- TAREFA PROPOSTA
No trecho sobre o neofascismo, redigite tudo o que vai de "Assume variadas formas" até "da democracia burguesa.", sem mudar nada.

- TRECHO DO TEXTO
A militância
de esquerda comete dois erros centrais na atual conjuntura: ou pensa que a
eleição do milionário democrata, Joe Biden, representou uma vitória sobre o
projeto neofascista; ou pensa que
vivemos num regime democrático-burguês comum, menosprezando a ascensão da
direita neofascista.
Já analisamos nesse blog o fenômeno
internacional do neofascismo,
afirmando se tratar de “um movimento
criado pelo imperialismo decadente, os EUA e seus satélites, para a manutenção
do seu domínio mundial e dos seus mercados, ameaçados por China e Rússia.
Assume variadas formas de acordo com os seus interesses geopolíticos.
Assemelha-se ao fascismo clássico pelo terrorismo de Estado ou pelo terrorismo
mercenário [seletivo], pela xenofobia, racismo e um conservadorismo radical.
Como todo fascismo, é um movimento antiproletário e anticomunista. O
neofascismo é o abre-alas da burguesia imperialista, usado quando necessário
para concretizar suas políticas econômicas. Apesar de disseminar ódio,
preconceito, fake news, dando justificativas para guerras, assassinatos e
ditaduras militares, pode conviver com instituições democrático-burguesas”[i].
Como já foi dito, o neofascismo também se aproveita de todas as falhas, da impunidade e
do jogo de hipocrisia das instituições e da legislação da democracia burguesa.
Sabe fazer isso muito bem, vendendo tais práticas como “anti-sistema” e
discursando contra o “politicamente correto”. Muitos trabalhadores julgam que
exatamente por isso Trump e Bolsonaro “falam a verdade”, enquanto os demais
políticos “não falam o que realmente pensam”[ii].
Parte da esquerda não reconhece nenhuma
diferença essencial entre a direita tradicional (o “centrão”) e o movimento
dirigido por Trump, Steve Bannon e Bolsonaro. Querem um regime militar típico,
com o fechamento das instituições democrático-burguesas, tipo o nazi-fascismo
europeu ou as ditaduras latino-americanas inauguradas a partir de 1964. Os
fenômenos históricos não se repetem e há que se analisar as minúcias da nossa
conjuntura muito cuidadosamente. Até porque, sem reconhecer a existência do neofascismo e a sutileza dos seus
métodos, será impossível combatê-lo com sucesso[iii].
A esquerda reformista, por sua vez, vende
a ilusão de que é possível derrotar a direita neofascista pela via eleitoral.

- INFORMAÇÕES FORNECIDAS
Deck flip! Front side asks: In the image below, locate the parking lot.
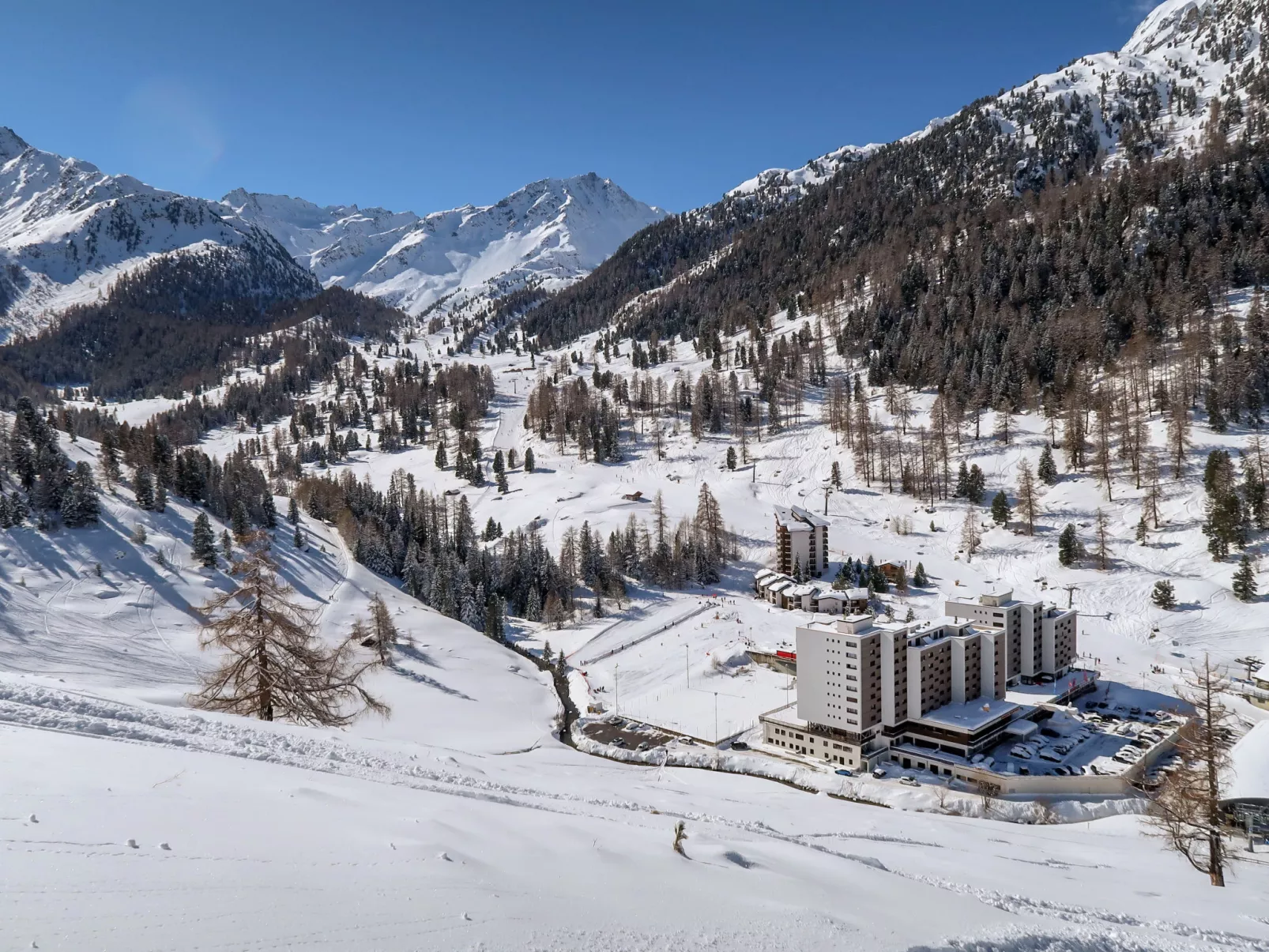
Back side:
[980,698,1183,776]
[582,715,680,751]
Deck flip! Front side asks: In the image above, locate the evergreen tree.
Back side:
[260,490,278,529]
[132,468,155,511]
[1150,579,1177,611]
[1233,556,1256,602]
[966,463,987,505]
[62,461,101,525]
[991,490,1011,525]
[484,596,505,641]
[1057,523,1084,566]
[1035,443,1057,486]
[230,499,251,540]
[99,429,121,491]
[189,513,216,569]
[961,506,982,563]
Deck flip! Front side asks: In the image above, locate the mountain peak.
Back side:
[0,126,31,163]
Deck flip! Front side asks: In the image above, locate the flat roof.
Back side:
[775,505,829,532]
[1221,721,1269,801]
[913,698,1022,732]
[1005,670,1099,705]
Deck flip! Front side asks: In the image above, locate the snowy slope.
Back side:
[727,0,1269,201]
[0,127,314,339]
[220,173,665,314]
[0,434,1269,952]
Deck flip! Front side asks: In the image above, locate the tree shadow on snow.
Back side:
[387,664,476,701]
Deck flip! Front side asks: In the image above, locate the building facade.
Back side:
[762,603,1076,770]
[944,589,1077,684]
[775,505,829,578]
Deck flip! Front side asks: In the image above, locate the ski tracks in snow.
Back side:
[0,682,1269,952]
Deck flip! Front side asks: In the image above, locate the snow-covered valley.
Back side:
[0,289,1269,952]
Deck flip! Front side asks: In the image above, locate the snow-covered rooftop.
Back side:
[1225,721,1269,801]
[917,698,1022,731]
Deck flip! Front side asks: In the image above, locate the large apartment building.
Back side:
[775,505,829,578]
[944,589,1076,684]
[763,604,1075,770]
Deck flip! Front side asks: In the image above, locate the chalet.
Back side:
[842,589,872,615]
[877,563,907,585]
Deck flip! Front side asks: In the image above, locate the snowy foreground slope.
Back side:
[7,316,1269,952]
[0,441,1269,952]
[220,179,665,325]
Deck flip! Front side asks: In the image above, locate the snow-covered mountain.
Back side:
[220,173,665,314]
[727,0,1269,205]
[0,127,316,339]
[0,127,665,339]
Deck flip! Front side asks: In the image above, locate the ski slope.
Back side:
[0,332,1269,952]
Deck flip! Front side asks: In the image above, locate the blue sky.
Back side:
[0,0,1150,213]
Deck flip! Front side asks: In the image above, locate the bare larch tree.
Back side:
[190,551,388,728]
[1150,655,1233,886]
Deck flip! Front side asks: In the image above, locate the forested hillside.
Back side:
[507,2,1269,416]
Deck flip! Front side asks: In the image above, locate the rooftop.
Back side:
[1222,721,1269,801]
[775,505,829,529]
[1005,670,1098,705]
[917,698,1022,732]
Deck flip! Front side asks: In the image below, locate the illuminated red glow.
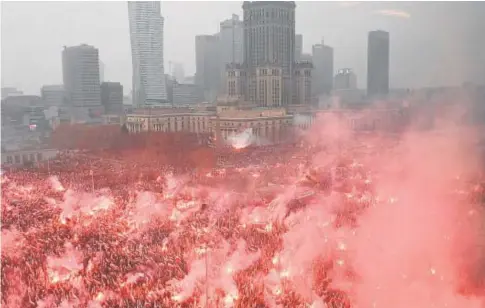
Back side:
[2,113,485,308]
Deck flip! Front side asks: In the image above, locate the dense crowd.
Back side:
[1,138,484,308]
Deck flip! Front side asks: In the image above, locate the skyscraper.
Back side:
[62,44,101,107]
[243,1,296,106]
[172,62,185,82]
[219,14,244,66]
[295,34,303,62]
[219,14,244,91]
[195,35,221,101]
[367,30,389,96]
[312,40,333,96]
[128,1,167,106]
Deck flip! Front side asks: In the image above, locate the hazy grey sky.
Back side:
[1,1,485,94]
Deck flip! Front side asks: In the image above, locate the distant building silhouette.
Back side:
[243,1,296,106]
[219,14,244,91]
[128,1,168,107]
[295,34,303,62]
[334,68,357,90]
[312,40,334,96]
[367,30,389,97]
[101,82,123,114]
[195,35,222,101]
[62,44,101,107]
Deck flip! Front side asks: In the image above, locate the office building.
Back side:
[367,30,389,97]
[293,62,313,105]
[334,68,357,90]
[219,14,244,93]
[101,82,123,114]
[99,61,104,83]
[219,14,244,65]
[295,34,303,62]
[173,82,204,106]
[195,35,222,102]
[128,1,168,107]
[312,40,333,96]
[172,63,185,82]
[243,1,296,106]
[62,44,101,111]
[40,85,67,107]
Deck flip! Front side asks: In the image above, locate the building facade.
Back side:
[214,108,293,145]
[367,30,389,97]
[225,63,246,101]
[101,82,123,114]
[195,35,222,102]
[2,87,24,99]
[219,14,244,90]
[295,34,303,62]
[334,68,357,90]
[62,44,101,108]
[126,106,293,145]
[126,108,213,133]
[312,40,333,96]
[40,85,67,107]
[2,148,59,166]
[293,62,313,105]
[172,63,185,82]
[128,1,168,107]
[243,1,296,106]
[173,82,204,107]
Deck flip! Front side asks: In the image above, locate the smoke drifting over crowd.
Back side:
[2,112,485,308]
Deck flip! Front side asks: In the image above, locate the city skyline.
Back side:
[2,2,485,94]
[127,1,168,107]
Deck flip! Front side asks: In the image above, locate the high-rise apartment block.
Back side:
[295,34,303,62]
[219,14,244,66]
[172,63,185,82]
[312,40,333,96]
[293,61,313,105]
[243,1,296,106]
[219,14,244,93]
[334,68,357,90]
[40,85,66,107]
[62,44,101,107]
[195,35,222,101]
[101,82,123,114]
[128,1,168,107]
[367,30,389,97]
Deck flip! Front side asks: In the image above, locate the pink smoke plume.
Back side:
[2,98,485,308]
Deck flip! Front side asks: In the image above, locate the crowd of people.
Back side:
[1,138,484,308]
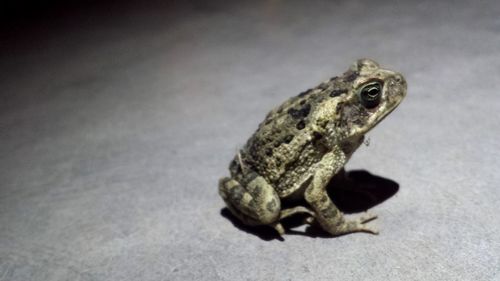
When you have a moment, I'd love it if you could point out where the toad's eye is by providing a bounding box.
[359,82,382,108]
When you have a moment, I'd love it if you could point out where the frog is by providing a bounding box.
[218,58,407,236]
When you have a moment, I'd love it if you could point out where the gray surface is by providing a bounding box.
[0,1,500,281]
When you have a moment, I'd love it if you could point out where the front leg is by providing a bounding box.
[305,147,378,235]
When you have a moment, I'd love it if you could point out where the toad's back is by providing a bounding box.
[230,73,353,194]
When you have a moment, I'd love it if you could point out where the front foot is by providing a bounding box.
[339,213,379,235]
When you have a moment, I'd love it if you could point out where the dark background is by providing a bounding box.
[0,0,500,281]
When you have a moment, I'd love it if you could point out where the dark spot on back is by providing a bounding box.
[344,71,359,82]
[283,135,293,144]
[296,120,306,130]
[287,108,301,119]
[276,157,282,166]
[298,89,312,98]
[330,89,347,98]
[313,132,323,140]
[288,103,311,119]
[266,199,278,212]
[300,103,311,117]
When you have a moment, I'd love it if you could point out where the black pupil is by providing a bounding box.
[364,85,380,99]
[368,87,379,97]
[361,83,382,108]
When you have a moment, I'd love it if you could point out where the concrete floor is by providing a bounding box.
[0,0,500,281]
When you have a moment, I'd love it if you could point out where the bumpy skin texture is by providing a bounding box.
[219,59,406,235]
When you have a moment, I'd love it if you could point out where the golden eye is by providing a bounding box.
[359,82,382,108]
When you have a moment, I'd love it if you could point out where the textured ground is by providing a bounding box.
[0,1,500,281]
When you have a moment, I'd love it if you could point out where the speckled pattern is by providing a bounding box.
[0,0,500,281]
[219,59,407,236]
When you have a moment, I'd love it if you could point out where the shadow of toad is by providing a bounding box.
[221,170,399,241]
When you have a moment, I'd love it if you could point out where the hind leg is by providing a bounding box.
[219,173,284,234]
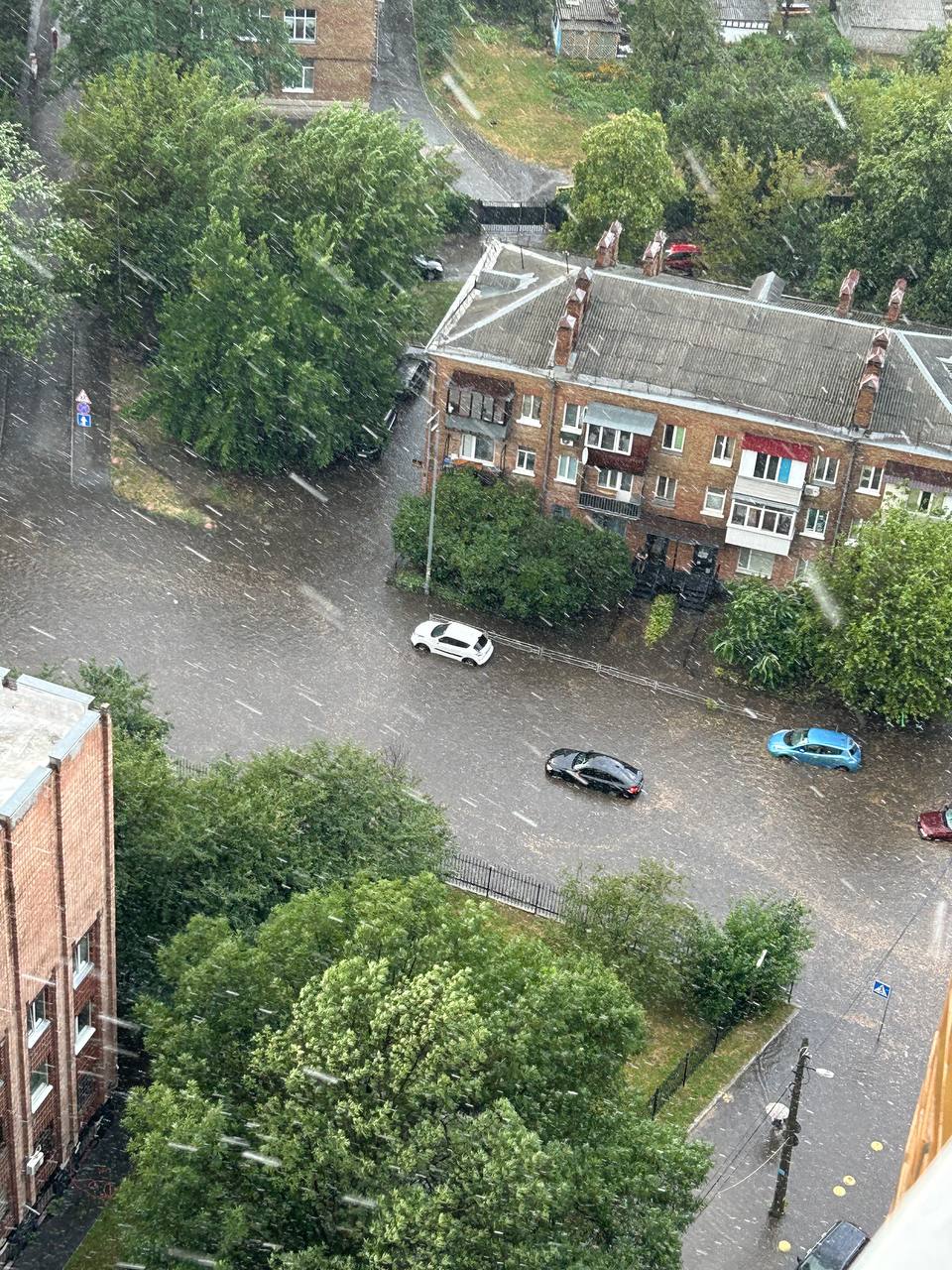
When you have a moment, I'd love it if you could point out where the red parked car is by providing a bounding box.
[919,803,952,842]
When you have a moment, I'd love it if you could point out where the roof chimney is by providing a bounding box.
[886,278,906,326]
[641,230,667,278]
[554,314,576,366]
[837,269,860,318]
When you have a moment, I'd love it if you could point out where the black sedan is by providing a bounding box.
[545,749,645,798]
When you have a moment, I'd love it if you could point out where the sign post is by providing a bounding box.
[874,979,892,1045]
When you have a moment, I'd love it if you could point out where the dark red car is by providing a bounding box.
[919,803,952,842]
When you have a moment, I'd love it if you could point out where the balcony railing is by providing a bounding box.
[579,489,641,521]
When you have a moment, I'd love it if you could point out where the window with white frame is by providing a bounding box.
[711,432,734,467]
[661,423,684,454]
[589,423,632,454]
[702,485,727,516]
[731,503,793,539]
[75,1001,95,1054]
[595,467,635,494]
[654,476,678,507]
[857,464,883,494]
[459,432,496,463]
[520,393,542,428]
[802,507,830,539]
[556,454,579,485]
[562,401,585,432]
[72,931,92,988]
[283,58,313,92]
[736,548,774,577]
[27,988,50,1045]
[285,9,317,45]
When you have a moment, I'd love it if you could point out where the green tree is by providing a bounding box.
[558,110,684,259]
[0,122,85,359]
[819,508,952,725]
[55,0,298,91]
[62,56,266,336]
[119,875,707,1270]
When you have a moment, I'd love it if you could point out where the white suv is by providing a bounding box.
[410,622,493,666]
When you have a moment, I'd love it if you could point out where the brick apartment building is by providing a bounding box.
[0,670,115,1255]
[425,222,952,593]
[260,0,382,113]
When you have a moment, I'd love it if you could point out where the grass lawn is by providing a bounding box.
[432,27,590,172]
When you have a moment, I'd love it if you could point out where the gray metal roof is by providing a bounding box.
[431,242,952,450]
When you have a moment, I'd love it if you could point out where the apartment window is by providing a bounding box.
[589,425,632,454]
[654,476,678,507]
[803,507,830,539]
[661,423,684,454]
[556,454,579,485]
[711,432,734,467]
[283,58,313,92]
[595,467,635,494]
[736,548,774,577]
[447,384,505,423]
[459,432,496,463]
[731,503,793,539]
[562,401,585,432]
[72,931,92,988]
[520,393,542,427]
[27,988,50,1045]
[29,1063,54,1111]
[702,485,727,516]
[76,1001,95,1054]
[285,9,317,45]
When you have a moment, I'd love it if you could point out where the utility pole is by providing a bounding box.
[771,1036,810,1218]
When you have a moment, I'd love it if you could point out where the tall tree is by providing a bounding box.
[558,110,684,259]
[0,122,86,358]
[119,875,707,1270]
[56,0,298,91]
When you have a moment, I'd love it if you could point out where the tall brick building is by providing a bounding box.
[425,232,952,594]
[0,670,115,1246]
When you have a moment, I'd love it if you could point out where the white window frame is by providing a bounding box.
[711,432,734,467]
[556,454,579,485]
[520,393,542,428]
[813,454,839,485]
[459,432,496,467]
[701,485,727,517]
[734,548,776,579]
[856,463,884,498]
[285,5,317,45]
[661,423,686,454]
[799,507,830,540]
[654,473,678,507]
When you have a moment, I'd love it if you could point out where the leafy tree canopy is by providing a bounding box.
[119,875,707,1270]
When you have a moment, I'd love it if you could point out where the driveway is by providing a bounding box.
[371,0,568,203]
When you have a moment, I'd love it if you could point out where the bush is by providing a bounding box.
[393,467,631,626]
[645,595,675,648]
[685,897,813,1025]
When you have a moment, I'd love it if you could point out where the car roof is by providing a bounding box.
[806,727,853,749]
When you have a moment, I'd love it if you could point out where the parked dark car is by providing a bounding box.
[797,1221,870,1270]
[545,749,645,798]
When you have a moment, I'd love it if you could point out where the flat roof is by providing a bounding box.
[0,667,98,814]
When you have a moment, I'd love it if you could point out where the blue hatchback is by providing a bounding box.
[767,727,863,772]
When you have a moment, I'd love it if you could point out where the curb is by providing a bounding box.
[685,1004,801,1134]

- RESULTADO
Assume variadas formas de acordo com os seus interesses geopolíticos.
Assemelha-se ao fascismo clássico pelo terrorismo de Estado ou pelo terrorismo
mercenário [seletivo], pela xenofobia, racismo e um conservadorismo radical.
Como todo fascismo, é um movimento antiproletário e anticomunista. O
neofascismo é o abre-alas da burguesia imperialista, usado quando necessário
para concretizar suas políticas econômicas. Apesar de disseminar ódio,
preconceito, fake news, dando justificativas para guerras, assassinatos e
ditaduras militares, pode conviver com instituições democrático-burguesas”[i].
Como já foi dito, o neofascismo também se aproveita de todas as falhas, da impunidade e
do jogo de hipocrisia das instituições e da legislação da democracia burguesa.